*** Source material ***

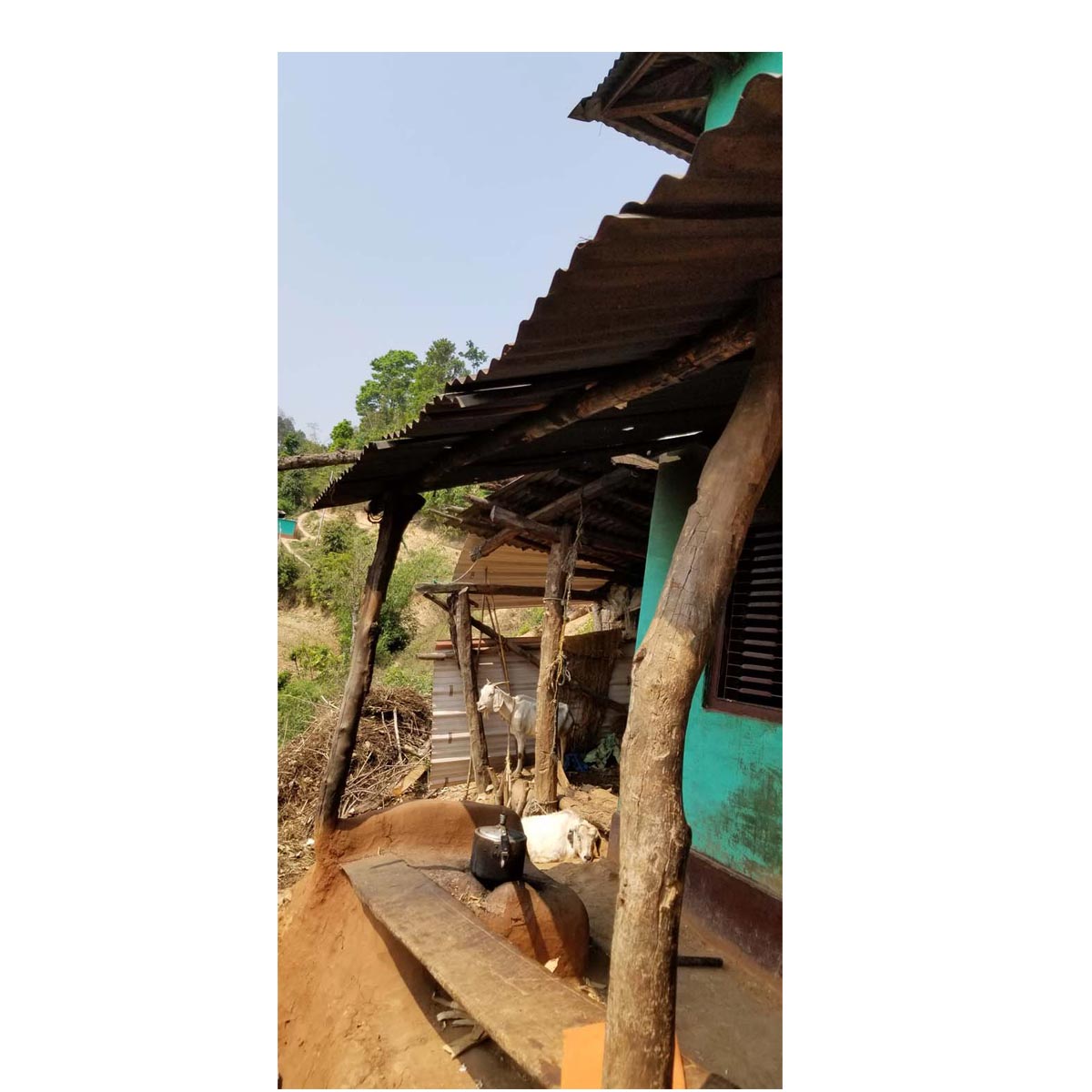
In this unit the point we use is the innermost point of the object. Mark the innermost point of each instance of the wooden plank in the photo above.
(522, 1006)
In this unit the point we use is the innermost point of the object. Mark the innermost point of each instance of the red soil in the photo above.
(355, 1008)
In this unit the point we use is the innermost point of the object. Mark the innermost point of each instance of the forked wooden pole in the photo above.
(398, 512)
(480, 751)
(562, 557)
(655, 839)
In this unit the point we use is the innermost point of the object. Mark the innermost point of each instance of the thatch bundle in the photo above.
(382, 760)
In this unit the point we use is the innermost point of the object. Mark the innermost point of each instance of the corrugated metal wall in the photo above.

*** End of Source material ***

Problem details »
Omit the pictures and repeat the rest of the listing verbatim.

Response to this exercise »
In this unit the point we use is the innermost point of the object. Mark the innermost point of each instance of the wooden plank in the photo above.
(522, 1006)
In this unit the point we use is the innermost point of the object. Mark the innermost point of each instance of the red soil in the photo above.
(355, 1008)
In this unit the point we use is the innermost point of the object. Mark the innermost point of each instance of the forked wooden pole in the photo above.
(398, 512)
(480, 751)
(562, 557)
(655, 839)
In this unit the point we use is the innermost point of the object. Mark the innermost point of each instance of the thatch bundle in the photo above.
(382, 760)
In this unit the point we use is the innermost point of the object. Mark the innermost point of each instance of the corrugated metal wall in the photo above.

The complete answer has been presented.